◆ **WRITTEN TASK**
Rewrite the lines below, changing "query phrase" to "search phrase" everywhere it appears and leaving everything else as it is. Omit the pictures from your answer.
=== SUPPLIED DATA ===
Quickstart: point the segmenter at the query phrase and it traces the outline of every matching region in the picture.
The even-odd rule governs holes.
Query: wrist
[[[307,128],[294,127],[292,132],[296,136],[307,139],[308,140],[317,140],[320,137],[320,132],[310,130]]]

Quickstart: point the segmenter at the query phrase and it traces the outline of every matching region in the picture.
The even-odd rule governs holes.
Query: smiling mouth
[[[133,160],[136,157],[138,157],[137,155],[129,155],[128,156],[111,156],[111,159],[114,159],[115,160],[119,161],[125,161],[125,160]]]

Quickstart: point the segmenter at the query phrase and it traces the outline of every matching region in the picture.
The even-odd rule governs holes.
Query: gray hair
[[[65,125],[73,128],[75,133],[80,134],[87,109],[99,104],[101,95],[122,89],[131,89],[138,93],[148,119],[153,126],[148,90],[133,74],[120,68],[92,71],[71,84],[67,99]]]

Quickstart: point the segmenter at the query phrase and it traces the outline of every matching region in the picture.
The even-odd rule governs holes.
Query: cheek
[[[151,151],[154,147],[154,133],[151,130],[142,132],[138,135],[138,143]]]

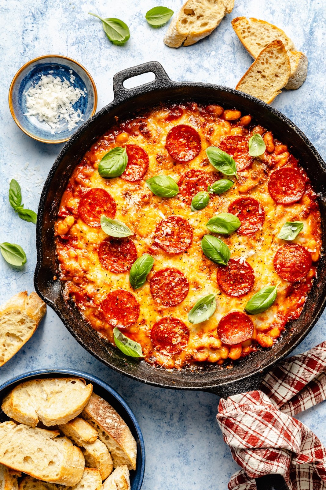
===
◆ **RESPONSE**
Quickstart: point the segmenter at the search phrase and it traces the outline of every matching region in the picture.
The even-odd rule governs holes.
Query: wrist
[[[307,128],[294,127],[292,132],[296,136],[307,139],[308,140],[317,140],[320,137],[320,132],[310,130]]]

Quickstart: point the segmenter at the search phrase and it traces the outline of every matching region in the picture.
The even-odd rule governs holes.
Query: smiling mouth
[[[133,160],[136,157],[138,157],[137,155],[129,155],[128,156],[111,156],[111,159],[114,159],[115,160],[119,161],[125,161],[125,160]]]

Quickstart: point the segmenter at the search phrase and it traces the outline of every matching region in the picture.
The even-odd rule governs holes.
Query: gray hair
[[[65,125],[73,128],[75,133],[80,134],[87,109],[99,104],[101,95],[122,89],[131,89],[138,93],[148,119],[153,126],[148,90],[133,74],[120,68],[92,71],[71,84],[67,99]]]

Quickstart: point the segmenter at the search phrase and it traces the outline of every matching region in the picture.
The even-odd rule governs holes.
Query: cheek
[[[151,151],[154,147],[154,133],[151,130],[142,132],[138,135],[138,143]]]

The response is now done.